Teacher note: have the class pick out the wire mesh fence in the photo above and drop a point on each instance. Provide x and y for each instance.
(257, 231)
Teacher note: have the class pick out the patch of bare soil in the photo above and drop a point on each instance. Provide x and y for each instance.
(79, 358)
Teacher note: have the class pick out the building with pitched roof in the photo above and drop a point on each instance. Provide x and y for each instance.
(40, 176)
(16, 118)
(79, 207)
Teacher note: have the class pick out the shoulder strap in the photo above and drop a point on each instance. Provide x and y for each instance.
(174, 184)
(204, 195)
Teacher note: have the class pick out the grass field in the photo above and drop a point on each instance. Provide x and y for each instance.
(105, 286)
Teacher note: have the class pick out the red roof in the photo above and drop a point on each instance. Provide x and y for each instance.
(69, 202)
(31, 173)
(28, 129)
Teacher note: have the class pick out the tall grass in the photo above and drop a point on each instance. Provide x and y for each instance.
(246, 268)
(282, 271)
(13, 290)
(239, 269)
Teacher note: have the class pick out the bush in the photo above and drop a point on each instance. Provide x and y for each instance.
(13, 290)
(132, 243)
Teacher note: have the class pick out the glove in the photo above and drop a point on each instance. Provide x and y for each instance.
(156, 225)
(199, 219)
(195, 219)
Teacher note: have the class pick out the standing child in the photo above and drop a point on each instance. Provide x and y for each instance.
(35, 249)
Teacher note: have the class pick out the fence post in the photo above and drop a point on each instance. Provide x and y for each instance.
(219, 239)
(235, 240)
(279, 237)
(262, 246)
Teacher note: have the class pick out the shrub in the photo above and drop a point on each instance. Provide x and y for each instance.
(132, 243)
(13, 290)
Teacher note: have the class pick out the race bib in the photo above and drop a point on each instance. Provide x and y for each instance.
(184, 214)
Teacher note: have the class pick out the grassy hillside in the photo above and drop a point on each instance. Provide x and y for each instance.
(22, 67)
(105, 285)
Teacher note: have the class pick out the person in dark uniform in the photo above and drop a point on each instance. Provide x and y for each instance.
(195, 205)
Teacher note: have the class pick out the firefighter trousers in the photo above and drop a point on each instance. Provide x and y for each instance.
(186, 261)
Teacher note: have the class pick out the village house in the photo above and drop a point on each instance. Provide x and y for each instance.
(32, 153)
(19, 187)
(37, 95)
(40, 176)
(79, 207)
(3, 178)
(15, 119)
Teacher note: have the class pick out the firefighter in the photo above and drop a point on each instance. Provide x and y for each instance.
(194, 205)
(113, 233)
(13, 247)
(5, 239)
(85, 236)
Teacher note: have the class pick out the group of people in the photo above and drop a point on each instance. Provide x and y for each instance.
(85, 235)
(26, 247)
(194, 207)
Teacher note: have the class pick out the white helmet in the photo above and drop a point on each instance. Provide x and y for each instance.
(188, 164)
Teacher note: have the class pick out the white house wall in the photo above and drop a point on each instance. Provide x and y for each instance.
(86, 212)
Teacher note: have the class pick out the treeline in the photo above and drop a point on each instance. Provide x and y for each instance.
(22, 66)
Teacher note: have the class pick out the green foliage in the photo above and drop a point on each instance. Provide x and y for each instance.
...
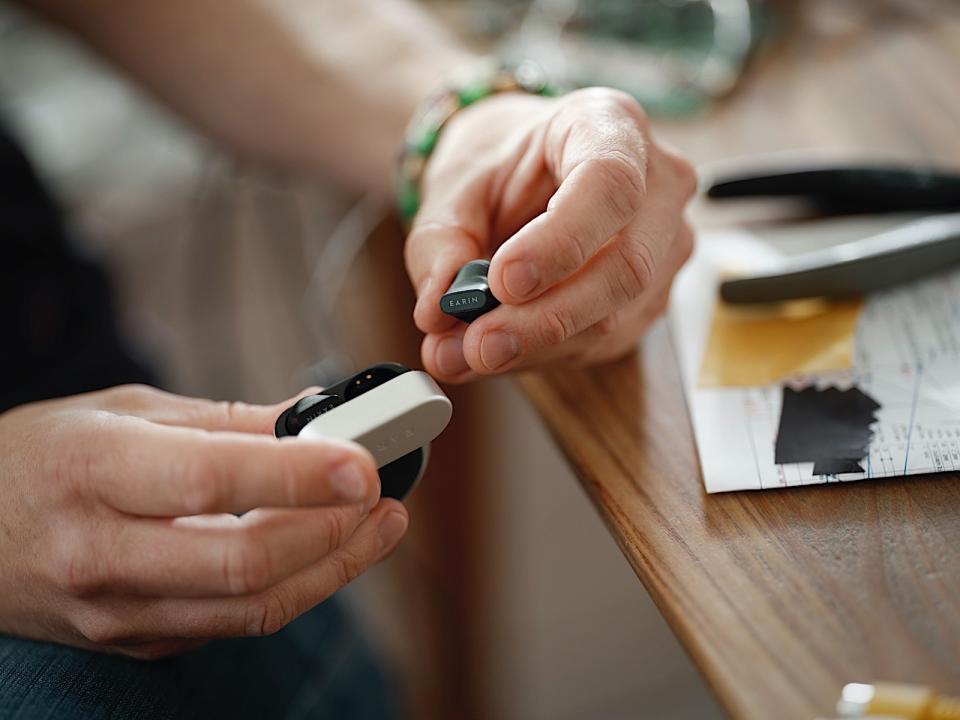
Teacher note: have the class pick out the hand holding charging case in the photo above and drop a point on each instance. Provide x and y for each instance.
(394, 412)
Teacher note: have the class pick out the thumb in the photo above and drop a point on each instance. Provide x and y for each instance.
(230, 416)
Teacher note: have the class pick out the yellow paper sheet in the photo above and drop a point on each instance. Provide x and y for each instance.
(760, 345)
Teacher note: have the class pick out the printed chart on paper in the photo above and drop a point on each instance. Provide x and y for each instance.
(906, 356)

=== SHORT EXERCISE ===
Gather every line above that contains the string "house" and copy each one in full. Treat uppercase and lowercase as different.

=== RESPONSE TO THIS TASK ===
Teacher note: have the class pick out the village house in the photo above and drop a point on each instance. Provide x and y for each instance.
Teacher note: have the class pick out the white house wall in the photo above and drop a point on each instance. Provide x and y for each instance.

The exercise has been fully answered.